* **Instruction**
Pick out and copy each line in the rows below that contains the string "phrase".

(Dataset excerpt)
####################

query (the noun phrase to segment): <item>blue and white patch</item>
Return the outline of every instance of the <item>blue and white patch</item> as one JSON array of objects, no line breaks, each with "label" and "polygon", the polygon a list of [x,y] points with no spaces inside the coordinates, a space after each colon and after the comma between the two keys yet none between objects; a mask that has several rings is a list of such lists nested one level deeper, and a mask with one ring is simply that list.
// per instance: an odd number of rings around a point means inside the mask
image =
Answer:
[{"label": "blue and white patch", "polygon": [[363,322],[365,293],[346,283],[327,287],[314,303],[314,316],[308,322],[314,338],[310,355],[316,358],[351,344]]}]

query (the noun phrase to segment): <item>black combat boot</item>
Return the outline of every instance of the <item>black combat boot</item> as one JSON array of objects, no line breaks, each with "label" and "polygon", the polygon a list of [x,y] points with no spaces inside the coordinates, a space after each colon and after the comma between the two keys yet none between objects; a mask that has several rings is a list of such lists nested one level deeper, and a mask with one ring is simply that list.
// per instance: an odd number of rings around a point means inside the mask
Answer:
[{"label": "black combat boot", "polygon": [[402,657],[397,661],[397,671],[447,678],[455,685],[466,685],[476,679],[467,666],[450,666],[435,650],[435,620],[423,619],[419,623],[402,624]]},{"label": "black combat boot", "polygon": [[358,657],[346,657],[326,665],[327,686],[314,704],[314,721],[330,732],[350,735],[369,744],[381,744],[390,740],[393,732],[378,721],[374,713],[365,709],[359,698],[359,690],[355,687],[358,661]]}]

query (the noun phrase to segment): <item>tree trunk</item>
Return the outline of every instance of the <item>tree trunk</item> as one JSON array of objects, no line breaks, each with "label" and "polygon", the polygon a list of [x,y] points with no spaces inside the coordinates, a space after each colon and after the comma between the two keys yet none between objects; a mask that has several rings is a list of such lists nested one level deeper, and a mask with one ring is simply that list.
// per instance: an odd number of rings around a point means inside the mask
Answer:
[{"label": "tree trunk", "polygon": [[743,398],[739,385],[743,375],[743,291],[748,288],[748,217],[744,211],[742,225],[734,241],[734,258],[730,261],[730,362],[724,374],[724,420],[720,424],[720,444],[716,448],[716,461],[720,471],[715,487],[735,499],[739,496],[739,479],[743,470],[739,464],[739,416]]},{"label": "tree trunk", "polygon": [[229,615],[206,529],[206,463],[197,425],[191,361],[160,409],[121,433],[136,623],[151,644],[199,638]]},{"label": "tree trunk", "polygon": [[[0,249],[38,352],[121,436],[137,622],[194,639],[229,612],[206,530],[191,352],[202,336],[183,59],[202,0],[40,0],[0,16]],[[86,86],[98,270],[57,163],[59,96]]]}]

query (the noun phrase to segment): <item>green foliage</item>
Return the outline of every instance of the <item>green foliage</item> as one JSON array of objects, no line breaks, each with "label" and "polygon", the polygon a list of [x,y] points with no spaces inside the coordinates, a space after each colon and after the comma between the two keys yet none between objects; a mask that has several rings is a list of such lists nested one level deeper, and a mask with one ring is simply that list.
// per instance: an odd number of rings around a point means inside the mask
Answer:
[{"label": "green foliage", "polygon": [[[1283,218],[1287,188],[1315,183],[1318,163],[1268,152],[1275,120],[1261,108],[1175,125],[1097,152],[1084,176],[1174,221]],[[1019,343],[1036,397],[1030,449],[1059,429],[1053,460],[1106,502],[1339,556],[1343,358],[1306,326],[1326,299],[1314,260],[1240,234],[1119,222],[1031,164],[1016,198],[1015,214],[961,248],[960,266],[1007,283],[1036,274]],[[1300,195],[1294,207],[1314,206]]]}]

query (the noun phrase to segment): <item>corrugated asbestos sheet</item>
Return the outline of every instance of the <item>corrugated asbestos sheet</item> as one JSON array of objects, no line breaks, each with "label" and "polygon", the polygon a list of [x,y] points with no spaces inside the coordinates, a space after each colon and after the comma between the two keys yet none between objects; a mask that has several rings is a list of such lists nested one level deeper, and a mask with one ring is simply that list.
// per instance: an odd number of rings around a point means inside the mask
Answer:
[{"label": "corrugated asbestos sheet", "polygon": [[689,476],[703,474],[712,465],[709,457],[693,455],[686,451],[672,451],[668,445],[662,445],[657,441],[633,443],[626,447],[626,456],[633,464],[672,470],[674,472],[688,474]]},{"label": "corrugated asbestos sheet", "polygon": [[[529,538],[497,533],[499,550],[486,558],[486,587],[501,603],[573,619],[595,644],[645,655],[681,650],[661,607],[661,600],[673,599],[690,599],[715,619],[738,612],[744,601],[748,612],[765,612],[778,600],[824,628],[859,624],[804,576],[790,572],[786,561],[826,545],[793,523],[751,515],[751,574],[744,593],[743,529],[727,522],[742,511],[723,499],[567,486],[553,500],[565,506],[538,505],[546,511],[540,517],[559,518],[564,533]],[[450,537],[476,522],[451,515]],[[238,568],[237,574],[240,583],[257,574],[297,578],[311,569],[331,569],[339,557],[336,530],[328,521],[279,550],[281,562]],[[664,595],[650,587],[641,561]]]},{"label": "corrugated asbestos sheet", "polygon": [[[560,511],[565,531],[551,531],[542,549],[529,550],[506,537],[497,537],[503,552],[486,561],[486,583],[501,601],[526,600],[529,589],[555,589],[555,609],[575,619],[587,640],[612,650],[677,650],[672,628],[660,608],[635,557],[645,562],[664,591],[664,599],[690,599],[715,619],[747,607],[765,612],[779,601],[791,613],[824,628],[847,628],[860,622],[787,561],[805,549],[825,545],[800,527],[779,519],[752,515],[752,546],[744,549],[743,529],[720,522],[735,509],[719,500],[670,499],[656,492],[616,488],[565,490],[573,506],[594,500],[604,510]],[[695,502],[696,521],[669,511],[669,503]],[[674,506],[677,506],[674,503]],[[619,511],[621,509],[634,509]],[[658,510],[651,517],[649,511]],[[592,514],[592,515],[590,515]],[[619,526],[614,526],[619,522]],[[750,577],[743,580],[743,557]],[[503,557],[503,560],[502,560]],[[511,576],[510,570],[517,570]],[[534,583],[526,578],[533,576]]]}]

####################

* **Task solution**
query (the noun phrase to segment): <item>blue and white patch</item>
query (the noun phrase to segment): <item>black combat boot</item>
query (the noun phrase to segment): <item>tree trunk</item>
query (the noun phrase to segment): <item>green foliage</item>
query (the noun phrase to segment): <item>corrugated asbestos sheet</item>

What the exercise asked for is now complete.